▶ EXERCISE DESCRIPTION
Rewrite the records between the lines holding "Sample: x=299, y=170." and "x=868, y=237", inclusive, keeping the requests, and scale every point coordinate in the answers by 0.6, rounding to whole numbers with halves rounded up. Leave the numbers in the requests, including the sample points, unchanged.

[start GIVEN INFORMATION]

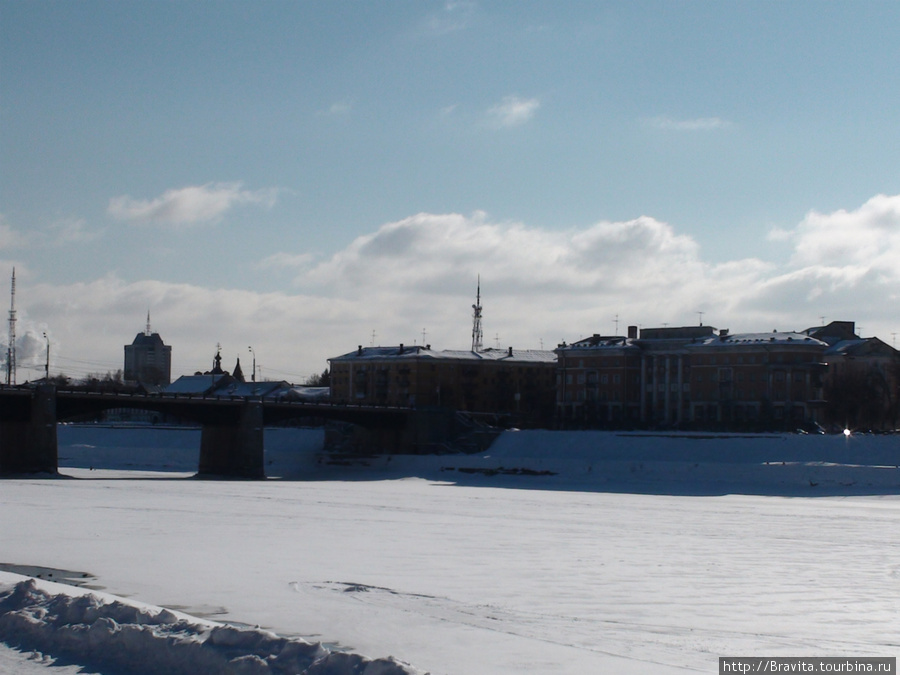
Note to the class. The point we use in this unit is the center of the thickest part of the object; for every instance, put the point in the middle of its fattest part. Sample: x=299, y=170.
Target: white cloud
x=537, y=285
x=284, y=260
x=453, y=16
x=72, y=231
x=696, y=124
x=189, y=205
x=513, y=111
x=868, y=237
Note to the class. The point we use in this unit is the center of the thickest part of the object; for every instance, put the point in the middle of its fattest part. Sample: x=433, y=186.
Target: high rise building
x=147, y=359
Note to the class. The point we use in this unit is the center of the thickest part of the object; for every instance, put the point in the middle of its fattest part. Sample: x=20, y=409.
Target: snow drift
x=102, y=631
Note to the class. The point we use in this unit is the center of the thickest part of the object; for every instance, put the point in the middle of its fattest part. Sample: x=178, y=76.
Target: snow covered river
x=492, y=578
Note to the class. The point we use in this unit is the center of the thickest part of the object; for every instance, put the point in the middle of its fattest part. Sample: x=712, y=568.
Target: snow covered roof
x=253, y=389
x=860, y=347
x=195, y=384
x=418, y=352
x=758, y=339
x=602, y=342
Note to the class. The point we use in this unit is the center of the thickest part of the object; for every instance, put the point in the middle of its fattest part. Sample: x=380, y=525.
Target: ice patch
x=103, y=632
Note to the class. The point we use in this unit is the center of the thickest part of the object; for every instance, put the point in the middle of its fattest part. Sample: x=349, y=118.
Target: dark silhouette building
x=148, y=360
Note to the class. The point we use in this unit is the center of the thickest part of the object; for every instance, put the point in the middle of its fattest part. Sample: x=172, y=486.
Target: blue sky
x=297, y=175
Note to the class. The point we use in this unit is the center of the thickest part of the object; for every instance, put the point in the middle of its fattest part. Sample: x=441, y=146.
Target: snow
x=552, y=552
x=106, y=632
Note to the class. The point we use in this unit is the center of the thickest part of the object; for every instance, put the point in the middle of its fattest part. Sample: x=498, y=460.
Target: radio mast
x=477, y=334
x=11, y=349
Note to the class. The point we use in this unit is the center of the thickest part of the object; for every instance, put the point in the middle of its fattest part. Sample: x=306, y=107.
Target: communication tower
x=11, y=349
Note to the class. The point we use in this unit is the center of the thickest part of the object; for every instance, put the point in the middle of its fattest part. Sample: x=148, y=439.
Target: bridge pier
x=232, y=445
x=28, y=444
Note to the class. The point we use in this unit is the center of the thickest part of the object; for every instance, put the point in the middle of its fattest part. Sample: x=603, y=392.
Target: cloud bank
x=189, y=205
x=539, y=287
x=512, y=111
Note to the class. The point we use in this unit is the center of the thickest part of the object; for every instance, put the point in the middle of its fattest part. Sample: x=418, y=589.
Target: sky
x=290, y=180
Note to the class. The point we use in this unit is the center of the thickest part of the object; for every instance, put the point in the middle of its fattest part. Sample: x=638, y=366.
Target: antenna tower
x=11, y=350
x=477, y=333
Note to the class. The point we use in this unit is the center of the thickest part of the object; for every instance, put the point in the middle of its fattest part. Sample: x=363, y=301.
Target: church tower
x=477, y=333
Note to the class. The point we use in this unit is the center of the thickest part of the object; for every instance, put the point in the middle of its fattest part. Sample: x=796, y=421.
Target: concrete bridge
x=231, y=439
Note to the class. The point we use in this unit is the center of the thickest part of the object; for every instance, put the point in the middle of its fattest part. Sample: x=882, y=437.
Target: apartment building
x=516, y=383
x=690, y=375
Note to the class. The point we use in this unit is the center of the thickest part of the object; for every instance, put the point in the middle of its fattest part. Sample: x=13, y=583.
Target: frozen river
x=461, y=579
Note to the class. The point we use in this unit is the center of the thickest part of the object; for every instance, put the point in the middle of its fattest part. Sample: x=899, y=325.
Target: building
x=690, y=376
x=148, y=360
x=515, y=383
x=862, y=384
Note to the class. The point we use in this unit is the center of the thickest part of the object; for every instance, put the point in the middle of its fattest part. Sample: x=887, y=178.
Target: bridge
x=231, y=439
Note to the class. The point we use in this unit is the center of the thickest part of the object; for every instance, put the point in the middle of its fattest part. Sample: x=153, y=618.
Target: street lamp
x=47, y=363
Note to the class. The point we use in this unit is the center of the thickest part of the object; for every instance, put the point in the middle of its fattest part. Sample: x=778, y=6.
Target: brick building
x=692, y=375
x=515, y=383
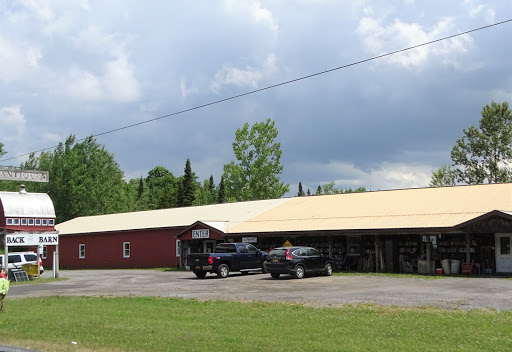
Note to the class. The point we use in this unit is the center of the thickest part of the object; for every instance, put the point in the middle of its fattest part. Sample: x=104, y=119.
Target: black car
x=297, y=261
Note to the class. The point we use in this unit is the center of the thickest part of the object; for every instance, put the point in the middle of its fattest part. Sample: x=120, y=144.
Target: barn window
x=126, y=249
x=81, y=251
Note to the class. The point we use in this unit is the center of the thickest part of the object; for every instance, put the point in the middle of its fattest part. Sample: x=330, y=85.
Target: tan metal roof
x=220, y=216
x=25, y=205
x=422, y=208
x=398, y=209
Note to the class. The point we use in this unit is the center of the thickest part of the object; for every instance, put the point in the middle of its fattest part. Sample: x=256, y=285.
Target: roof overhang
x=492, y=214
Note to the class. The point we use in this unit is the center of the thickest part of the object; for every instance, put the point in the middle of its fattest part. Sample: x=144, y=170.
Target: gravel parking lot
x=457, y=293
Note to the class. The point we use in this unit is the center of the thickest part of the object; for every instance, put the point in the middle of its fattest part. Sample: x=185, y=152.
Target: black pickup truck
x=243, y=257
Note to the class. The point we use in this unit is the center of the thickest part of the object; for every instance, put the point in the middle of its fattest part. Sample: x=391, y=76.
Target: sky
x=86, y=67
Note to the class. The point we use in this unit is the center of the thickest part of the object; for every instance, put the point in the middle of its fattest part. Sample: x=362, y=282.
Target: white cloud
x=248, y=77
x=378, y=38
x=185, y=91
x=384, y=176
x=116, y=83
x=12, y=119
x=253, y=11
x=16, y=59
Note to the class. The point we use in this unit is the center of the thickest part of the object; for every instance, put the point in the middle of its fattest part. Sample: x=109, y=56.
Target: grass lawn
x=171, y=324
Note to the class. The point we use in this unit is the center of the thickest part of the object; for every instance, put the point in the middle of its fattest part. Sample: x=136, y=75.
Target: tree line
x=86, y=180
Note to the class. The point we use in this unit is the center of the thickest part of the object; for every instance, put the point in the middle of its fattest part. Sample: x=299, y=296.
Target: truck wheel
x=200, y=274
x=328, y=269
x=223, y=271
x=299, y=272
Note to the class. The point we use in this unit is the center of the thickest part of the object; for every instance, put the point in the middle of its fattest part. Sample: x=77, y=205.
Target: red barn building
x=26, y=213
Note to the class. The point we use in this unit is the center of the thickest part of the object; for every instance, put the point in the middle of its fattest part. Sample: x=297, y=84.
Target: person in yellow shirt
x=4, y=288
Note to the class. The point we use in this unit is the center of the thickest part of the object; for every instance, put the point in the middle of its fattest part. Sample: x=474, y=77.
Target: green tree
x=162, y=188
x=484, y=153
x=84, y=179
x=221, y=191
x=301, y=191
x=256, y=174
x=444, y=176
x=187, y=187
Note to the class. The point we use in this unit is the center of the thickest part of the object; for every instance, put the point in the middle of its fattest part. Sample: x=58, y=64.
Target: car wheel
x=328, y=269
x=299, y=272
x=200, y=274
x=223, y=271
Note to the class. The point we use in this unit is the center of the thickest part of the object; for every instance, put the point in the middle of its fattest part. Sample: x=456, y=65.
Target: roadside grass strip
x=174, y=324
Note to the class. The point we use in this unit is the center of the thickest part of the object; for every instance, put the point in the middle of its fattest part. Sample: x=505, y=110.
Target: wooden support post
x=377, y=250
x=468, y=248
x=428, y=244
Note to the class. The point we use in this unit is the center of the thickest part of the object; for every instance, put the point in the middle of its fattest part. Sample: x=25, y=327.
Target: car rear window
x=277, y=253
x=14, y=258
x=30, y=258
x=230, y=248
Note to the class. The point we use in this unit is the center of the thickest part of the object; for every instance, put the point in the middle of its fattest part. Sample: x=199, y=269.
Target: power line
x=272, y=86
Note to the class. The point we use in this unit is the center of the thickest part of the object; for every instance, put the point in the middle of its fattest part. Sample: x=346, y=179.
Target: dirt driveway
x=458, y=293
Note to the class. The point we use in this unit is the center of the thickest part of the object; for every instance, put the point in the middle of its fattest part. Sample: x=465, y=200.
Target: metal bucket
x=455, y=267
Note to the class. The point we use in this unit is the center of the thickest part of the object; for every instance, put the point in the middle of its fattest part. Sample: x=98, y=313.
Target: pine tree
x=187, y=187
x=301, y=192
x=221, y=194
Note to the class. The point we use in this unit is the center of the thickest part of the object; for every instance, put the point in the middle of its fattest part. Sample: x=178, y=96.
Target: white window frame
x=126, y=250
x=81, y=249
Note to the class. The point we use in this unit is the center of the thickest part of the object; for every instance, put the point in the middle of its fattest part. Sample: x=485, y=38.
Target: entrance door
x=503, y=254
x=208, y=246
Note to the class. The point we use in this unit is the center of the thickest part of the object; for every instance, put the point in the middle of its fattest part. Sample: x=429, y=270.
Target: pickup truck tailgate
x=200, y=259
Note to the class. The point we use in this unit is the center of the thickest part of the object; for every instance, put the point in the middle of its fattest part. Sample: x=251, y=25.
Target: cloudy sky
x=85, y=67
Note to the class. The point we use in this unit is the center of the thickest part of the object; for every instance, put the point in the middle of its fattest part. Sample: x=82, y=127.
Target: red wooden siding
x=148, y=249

[end GIVEN INFORMATION]
[start GIVEN INFORMATION]

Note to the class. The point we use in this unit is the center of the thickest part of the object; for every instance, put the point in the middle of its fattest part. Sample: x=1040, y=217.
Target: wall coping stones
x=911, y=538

[end GIVEN INFORMATION]

▶ REPLY TO THE TASK
Note to the class. The point we use in this unit is the center of the thickest part of the object; for every instance, put the point in the middle of its fattest part. Sample: x=299, y=170.
Target: white cloud
x=322, y=171
x=170, y=156
x=272, y=10
x=43, y=139
x=418, y=74
x=113, y=123
x=308, y=67
x=521, y=142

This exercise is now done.